# Exercise brief
Reproduce exactly the lines from the one containing "Would you mind marking the dragonfly leg" through the last line of the data, both ends included.

Start of Material for this task

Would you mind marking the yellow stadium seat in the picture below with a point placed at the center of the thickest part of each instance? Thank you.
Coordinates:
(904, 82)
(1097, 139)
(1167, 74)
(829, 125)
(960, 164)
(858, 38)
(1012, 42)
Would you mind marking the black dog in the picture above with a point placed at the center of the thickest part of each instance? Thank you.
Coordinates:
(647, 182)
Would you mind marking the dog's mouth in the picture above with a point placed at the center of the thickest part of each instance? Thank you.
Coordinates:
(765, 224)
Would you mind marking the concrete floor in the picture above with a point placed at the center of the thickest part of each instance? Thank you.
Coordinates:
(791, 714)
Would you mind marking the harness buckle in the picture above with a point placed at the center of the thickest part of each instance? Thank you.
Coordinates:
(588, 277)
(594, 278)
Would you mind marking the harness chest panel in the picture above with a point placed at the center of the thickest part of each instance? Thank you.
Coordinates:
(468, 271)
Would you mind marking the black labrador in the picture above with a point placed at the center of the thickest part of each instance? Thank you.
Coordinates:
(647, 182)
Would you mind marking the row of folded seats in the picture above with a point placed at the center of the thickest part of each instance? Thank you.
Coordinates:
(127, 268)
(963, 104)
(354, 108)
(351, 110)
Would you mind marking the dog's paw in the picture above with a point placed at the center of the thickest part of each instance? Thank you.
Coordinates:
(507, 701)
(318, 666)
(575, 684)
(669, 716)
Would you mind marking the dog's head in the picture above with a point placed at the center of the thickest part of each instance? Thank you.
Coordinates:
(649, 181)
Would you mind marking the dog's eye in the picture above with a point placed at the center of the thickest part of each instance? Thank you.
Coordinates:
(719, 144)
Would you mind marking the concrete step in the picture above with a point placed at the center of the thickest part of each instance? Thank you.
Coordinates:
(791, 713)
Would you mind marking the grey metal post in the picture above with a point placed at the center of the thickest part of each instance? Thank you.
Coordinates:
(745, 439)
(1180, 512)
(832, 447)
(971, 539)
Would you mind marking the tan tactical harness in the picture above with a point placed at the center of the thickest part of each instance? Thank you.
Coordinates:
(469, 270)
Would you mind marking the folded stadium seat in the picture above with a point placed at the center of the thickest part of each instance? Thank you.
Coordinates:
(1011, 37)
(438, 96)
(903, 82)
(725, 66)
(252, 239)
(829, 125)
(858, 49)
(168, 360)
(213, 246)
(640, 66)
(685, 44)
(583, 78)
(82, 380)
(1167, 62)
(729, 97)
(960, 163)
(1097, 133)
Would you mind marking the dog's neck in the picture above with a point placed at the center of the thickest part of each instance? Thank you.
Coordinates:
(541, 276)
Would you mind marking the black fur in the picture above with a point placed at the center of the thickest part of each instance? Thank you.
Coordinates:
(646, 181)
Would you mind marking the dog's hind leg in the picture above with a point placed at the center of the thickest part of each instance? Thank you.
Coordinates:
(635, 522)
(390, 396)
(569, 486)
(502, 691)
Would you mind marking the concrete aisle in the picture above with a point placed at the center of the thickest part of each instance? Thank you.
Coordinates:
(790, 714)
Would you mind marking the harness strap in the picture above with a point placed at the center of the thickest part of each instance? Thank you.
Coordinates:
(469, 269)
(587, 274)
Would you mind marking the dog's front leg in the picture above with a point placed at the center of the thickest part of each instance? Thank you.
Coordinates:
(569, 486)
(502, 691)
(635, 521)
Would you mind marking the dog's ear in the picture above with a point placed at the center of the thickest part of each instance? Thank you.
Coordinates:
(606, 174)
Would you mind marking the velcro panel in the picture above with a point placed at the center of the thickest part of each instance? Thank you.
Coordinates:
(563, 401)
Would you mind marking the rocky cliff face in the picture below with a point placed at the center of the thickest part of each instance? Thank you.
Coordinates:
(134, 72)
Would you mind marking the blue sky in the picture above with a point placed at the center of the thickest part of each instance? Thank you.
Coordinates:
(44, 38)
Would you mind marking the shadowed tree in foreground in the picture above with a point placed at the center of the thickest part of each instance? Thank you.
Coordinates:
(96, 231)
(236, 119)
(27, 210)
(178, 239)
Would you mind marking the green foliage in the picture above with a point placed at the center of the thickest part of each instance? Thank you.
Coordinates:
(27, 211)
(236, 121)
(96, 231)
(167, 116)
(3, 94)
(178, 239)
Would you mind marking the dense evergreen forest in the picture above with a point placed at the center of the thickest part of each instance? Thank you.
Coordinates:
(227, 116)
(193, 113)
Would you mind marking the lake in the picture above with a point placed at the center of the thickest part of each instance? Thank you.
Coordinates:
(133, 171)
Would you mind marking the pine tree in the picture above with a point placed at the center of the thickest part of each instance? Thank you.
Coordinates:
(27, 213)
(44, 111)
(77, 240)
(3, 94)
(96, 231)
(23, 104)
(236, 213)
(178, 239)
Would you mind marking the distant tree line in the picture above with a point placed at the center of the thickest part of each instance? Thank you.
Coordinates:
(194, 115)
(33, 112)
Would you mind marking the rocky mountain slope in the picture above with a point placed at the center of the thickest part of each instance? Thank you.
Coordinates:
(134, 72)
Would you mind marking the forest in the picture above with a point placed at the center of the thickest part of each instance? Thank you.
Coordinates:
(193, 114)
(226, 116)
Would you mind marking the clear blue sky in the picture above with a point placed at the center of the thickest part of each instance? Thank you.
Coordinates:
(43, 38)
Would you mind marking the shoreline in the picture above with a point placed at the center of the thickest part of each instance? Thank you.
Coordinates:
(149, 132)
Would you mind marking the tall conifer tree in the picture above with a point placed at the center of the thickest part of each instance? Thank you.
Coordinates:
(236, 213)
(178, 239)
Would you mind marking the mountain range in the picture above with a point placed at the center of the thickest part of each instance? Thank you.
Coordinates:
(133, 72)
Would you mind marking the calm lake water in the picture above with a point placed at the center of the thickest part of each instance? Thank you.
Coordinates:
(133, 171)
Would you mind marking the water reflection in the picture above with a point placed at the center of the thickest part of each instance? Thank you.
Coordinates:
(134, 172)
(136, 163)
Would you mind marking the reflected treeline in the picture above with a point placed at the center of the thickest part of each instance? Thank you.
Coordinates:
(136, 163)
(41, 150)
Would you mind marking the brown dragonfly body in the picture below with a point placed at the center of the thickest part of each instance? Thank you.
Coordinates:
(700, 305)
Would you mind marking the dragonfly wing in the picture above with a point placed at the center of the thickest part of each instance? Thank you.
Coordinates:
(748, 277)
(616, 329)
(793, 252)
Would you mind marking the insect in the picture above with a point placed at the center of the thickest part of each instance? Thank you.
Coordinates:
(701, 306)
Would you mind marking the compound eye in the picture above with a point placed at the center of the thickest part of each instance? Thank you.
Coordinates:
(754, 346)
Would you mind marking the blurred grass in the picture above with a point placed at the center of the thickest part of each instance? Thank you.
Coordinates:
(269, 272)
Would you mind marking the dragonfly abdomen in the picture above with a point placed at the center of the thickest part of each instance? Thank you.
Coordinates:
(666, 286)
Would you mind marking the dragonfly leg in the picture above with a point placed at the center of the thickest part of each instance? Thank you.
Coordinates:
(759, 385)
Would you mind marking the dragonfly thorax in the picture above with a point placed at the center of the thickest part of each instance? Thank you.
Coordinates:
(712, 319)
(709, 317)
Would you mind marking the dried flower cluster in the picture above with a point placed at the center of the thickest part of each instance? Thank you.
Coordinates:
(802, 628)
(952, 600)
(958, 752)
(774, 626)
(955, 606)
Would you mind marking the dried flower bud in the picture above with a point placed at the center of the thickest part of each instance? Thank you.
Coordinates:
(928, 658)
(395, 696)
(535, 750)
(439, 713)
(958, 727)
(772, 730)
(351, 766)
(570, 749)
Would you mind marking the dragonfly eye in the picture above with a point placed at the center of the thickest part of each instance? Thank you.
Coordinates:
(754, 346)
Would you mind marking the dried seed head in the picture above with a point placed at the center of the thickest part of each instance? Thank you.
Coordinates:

End of Material for this task

# Exercise answer
Would you mind marking the dragonfly leg in the picture above with a point placed at the center of the thickest part of each instance? Thank you.
Coordinates:
(759, 385)
Would you mind marking the dragonfly thorax in the picture above with a point placed at the center of the thickest part of each instance? Thank you.
Coordinates:
(712, 319)
(709, 317)
Would you mind marking the dried flower cluster in the picture above with a point placed at the center of the thickest part of each instance? Thank you.
Coordinates:
(802, 628)
(952, 600)
(958, 752)
(774, 626)
(955, 606)
Would you mind marking the dried flower bud in the picture above with a point placed at the center of the thickest part of each instance? Thank you.
Coordinates:
(928, 658)
(395, 696)
(535, 750)
(439, 713)
(958, 727)
(772, 730)
(351, 766)
(570, 749)
Would you mind marking the dragonfly eye in the picture above with a point placed at the center of the thickest part of each instance? Thank you.
Coordinates:
(754, 346)
Would you mind marking the dried seed head in the picture above with a point placed at the center of the thickest part of each instance? Thank you.
Coordinates:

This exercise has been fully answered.